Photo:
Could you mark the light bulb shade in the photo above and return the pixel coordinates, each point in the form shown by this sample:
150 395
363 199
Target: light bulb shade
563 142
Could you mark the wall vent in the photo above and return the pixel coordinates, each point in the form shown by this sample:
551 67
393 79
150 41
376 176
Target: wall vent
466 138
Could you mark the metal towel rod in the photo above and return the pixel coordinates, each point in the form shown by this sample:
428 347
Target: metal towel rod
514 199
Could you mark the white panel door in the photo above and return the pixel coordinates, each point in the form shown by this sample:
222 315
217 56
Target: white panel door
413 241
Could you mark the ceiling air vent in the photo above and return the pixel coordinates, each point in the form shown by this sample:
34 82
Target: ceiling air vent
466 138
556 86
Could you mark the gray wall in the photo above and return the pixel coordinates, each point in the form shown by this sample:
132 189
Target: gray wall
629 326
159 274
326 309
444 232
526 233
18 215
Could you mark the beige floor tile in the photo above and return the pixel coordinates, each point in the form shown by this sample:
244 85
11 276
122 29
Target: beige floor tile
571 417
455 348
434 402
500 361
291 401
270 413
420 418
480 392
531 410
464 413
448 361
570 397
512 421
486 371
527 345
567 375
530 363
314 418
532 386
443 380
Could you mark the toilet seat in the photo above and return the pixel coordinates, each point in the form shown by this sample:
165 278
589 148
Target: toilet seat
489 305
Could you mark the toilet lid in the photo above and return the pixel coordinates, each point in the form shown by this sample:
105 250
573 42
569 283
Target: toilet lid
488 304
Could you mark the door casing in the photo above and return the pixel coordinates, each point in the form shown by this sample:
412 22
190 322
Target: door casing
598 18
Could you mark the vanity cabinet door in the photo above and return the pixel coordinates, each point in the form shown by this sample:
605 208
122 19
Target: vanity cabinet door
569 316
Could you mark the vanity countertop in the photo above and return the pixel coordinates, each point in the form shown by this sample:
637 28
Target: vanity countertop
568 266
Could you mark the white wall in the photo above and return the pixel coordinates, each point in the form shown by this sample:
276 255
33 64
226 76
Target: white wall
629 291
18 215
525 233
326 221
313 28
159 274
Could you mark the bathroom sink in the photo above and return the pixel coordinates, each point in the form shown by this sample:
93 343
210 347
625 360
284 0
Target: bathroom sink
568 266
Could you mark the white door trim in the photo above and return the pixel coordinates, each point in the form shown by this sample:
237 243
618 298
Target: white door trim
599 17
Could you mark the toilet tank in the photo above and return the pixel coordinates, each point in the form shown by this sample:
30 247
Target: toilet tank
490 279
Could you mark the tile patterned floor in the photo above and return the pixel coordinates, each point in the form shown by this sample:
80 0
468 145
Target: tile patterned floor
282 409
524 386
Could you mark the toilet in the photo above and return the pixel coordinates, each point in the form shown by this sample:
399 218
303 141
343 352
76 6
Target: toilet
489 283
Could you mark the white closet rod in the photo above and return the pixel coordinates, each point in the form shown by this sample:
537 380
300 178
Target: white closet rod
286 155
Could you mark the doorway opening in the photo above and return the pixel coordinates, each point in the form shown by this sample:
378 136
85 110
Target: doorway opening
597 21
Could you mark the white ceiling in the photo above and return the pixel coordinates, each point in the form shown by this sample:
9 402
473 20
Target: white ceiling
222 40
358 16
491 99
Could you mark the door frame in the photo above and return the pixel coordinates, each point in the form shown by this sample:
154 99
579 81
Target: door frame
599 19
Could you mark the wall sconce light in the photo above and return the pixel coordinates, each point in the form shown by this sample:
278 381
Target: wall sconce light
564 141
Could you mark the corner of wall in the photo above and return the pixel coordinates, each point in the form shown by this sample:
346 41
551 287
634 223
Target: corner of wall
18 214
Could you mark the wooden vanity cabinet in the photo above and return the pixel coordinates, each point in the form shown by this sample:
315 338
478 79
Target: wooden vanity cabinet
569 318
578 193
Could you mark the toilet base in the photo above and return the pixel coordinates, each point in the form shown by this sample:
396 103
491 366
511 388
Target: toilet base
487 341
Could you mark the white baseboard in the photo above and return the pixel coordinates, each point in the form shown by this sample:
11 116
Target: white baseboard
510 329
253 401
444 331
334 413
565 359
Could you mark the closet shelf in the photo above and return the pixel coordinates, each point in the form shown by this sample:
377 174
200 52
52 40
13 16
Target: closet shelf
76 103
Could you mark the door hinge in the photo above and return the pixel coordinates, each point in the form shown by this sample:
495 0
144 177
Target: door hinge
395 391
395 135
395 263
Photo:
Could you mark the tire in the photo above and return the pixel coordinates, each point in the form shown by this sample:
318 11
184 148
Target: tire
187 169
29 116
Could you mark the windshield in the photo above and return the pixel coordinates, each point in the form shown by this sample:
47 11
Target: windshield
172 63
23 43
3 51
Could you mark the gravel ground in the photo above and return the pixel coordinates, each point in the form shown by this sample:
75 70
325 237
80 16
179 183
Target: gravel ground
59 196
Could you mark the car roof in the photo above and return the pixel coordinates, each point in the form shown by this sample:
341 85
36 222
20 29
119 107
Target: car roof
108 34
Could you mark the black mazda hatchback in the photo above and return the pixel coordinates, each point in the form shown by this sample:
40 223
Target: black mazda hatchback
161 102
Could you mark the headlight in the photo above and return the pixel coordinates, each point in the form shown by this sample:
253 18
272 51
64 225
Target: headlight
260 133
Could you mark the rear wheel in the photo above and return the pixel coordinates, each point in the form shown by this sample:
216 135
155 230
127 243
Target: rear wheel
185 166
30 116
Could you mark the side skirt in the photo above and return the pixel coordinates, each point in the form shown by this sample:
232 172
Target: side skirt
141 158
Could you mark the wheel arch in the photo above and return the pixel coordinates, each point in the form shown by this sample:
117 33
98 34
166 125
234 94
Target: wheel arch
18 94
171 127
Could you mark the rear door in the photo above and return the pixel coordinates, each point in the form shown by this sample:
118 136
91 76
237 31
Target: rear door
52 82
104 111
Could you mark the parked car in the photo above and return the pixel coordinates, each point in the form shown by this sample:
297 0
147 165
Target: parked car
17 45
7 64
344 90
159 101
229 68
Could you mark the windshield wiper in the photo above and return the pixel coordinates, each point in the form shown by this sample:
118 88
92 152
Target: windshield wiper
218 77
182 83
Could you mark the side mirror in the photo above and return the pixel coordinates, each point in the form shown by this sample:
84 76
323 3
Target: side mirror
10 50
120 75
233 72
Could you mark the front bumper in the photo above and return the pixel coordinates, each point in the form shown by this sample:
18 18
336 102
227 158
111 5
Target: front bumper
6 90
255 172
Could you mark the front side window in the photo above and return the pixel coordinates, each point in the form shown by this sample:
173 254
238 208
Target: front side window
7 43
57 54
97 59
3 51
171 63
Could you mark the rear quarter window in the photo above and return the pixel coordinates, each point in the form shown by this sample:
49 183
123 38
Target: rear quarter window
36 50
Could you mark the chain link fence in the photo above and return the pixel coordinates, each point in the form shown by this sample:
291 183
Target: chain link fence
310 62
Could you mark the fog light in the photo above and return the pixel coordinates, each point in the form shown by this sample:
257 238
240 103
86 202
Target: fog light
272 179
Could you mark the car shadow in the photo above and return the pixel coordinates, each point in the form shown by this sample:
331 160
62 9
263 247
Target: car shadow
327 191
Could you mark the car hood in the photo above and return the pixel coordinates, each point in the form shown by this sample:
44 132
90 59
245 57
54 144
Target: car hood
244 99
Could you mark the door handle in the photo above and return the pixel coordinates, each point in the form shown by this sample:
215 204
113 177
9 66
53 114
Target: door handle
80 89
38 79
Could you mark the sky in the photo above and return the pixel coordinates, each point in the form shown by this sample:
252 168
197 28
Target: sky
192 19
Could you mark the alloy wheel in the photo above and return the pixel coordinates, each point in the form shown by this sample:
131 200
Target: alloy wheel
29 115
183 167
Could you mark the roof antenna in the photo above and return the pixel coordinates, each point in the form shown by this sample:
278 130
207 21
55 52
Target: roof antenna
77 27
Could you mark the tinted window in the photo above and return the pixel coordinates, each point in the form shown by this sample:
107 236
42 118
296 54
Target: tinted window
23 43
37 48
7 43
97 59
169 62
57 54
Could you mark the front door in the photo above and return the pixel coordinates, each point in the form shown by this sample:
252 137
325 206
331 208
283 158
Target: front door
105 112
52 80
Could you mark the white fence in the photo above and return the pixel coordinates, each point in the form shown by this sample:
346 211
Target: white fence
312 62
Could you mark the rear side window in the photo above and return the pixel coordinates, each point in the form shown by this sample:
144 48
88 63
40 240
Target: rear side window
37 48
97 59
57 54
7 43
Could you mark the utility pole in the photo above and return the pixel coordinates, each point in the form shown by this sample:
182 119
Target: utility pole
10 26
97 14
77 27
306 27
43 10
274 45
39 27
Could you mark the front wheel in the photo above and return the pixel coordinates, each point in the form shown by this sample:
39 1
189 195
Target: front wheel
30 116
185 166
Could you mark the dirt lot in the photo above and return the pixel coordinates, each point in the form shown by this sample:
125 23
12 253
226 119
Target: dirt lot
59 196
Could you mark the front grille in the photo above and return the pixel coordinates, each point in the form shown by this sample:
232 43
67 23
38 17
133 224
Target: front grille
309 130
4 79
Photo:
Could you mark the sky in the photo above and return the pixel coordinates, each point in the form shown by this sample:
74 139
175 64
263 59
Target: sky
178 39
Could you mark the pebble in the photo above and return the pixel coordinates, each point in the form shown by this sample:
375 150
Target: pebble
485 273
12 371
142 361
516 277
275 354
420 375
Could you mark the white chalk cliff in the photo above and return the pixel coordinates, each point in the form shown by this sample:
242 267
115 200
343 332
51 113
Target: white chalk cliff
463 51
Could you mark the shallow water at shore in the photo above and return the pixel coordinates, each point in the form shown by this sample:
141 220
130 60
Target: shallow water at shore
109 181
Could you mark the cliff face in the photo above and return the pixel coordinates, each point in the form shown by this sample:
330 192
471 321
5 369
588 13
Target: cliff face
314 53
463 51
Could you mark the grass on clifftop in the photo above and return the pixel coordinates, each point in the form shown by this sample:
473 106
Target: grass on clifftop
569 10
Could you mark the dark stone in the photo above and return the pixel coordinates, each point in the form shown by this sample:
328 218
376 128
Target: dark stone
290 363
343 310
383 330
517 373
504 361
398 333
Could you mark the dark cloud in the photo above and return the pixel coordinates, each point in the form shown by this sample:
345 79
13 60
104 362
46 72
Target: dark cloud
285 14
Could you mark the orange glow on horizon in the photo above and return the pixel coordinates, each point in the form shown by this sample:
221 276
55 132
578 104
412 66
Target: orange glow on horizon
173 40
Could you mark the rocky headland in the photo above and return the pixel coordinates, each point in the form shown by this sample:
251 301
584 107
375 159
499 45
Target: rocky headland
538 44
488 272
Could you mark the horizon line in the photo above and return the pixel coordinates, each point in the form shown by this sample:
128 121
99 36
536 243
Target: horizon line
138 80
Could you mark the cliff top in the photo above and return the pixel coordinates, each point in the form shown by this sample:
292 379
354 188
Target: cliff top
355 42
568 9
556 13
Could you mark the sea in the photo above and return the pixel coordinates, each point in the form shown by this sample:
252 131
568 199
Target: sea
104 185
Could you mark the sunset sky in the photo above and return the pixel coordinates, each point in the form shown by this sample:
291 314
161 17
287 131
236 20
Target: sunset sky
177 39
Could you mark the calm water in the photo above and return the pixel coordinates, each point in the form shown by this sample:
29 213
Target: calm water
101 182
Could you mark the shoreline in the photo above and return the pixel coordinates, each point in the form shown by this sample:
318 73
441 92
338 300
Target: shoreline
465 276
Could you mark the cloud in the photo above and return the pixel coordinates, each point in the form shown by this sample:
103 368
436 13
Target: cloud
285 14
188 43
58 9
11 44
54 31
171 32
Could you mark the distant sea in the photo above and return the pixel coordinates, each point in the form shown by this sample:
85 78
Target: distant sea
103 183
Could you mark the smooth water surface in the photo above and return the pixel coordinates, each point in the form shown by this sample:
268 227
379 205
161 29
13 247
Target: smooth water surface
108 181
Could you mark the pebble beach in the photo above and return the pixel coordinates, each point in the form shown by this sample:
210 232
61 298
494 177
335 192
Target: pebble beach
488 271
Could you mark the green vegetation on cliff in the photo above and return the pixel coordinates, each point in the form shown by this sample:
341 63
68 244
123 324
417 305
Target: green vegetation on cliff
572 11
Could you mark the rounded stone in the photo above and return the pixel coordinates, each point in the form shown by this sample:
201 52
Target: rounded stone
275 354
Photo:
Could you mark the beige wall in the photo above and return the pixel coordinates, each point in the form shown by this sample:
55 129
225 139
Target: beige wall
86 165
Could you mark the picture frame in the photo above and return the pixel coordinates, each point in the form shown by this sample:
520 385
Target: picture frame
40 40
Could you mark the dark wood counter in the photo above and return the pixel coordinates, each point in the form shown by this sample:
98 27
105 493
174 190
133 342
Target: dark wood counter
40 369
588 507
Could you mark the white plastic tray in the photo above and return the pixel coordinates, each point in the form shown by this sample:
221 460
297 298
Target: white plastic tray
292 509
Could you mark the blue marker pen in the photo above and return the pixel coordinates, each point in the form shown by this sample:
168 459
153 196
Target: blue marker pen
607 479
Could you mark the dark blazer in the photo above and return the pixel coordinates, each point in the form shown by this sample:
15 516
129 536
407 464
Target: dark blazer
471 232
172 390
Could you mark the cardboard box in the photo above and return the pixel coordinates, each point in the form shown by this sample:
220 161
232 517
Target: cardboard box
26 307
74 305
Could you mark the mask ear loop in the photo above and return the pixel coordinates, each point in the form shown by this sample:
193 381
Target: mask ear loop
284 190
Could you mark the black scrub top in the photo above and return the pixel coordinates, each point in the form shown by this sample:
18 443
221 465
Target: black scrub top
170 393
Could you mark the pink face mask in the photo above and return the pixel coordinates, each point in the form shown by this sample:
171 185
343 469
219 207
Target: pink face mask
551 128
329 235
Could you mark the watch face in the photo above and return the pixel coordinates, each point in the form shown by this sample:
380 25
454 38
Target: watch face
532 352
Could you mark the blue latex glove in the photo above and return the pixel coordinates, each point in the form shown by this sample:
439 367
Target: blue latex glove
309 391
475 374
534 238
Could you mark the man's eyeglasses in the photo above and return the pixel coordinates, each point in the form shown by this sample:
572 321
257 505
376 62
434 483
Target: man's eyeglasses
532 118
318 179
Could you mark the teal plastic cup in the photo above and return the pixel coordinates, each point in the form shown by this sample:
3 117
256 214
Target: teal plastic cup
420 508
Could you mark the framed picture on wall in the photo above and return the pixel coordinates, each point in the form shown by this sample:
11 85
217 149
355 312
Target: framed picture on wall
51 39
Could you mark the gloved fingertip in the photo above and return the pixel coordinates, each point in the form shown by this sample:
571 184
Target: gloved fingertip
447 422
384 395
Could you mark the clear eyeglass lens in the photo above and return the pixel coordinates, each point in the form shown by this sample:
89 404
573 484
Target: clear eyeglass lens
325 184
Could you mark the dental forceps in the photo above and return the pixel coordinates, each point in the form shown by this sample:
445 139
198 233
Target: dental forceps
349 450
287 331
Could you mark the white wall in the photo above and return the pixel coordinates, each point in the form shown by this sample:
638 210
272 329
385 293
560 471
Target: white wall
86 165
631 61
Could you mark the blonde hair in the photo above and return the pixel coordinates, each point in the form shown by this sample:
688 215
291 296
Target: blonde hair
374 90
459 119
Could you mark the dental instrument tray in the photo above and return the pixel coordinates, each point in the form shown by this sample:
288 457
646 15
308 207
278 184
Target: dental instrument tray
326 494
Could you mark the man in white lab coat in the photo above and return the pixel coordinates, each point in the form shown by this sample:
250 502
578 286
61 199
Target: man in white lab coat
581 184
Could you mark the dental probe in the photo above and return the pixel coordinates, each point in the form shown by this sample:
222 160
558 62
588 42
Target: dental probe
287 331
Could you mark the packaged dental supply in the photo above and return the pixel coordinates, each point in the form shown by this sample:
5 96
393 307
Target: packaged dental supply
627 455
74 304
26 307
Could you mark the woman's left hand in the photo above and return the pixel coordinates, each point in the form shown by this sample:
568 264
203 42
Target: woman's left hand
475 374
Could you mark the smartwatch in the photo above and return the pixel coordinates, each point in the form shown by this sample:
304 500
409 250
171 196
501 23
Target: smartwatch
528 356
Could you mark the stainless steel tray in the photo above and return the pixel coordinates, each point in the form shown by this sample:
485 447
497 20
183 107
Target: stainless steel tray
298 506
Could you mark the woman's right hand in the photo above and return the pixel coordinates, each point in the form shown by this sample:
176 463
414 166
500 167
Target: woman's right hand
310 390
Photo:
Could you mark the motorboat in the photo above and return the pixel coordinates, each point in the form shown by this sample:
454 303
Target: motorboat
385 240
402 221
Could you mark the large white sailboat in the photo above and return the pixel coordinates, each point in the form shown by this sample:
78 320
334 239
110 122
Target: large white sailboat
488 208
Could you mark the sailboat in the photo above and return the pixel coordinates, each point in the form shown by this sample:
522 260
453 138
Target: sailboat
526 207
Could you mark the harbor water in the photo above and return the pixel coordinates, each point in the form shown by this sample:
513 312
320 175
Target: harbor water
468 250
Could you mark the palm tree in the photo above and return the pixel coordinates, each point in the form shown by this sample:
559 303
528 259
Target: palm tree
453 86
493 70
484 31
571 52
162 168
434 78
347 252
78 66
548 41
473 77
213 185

▶ Stated problem
Set down, word for word, every line from the line that holds "Could you mark the stainless" to the end of the entries above, including both ends.

▶ Response to this task
Could you mark the stainless steel tray in the photo above and return the pixel coordinates, each point in the form shown by this sample:
485 447
497 20
183 107
Target: stainless steel tray
298 506
Could you mark the woman's right hand in the photo above and return the pixel coordinates, each point in the form shown by this sample:
176 463
414 166
500 167
Target: woman's right hand
310 390
Photo:
Could you mark the motorboat in the photo above and return the pixel coordinates, each point in the form shown by this sample:
454 303
Target: motorboat
385 240
402 221
Could you mark the large white sailboat in the photo above and return the pixel coordinates, each point in the form shown by this sample:
78 320
334 239
110 122
Target: large white sailboat
488 208
Could you mark the sailboat in the photo above and return the pixel coordinates, each point in the form shown by this sample:
522 260
453 138
Target: sailboat
526 207
Could you mark the harbor water in the photo above and return the pixel coordinates, each point in the form shown by this sample:
513 312
320 175
Target: harbor water
468 250
Could you mark the palm tree in the photo above and return the pixel coordinates, each point in the form shown by this sample:
559 303
528 259
Target: palm tree
453 86
493 70
484 31
571 52
162 168
434 78
347 252
78 66
548 41
473 77
213 185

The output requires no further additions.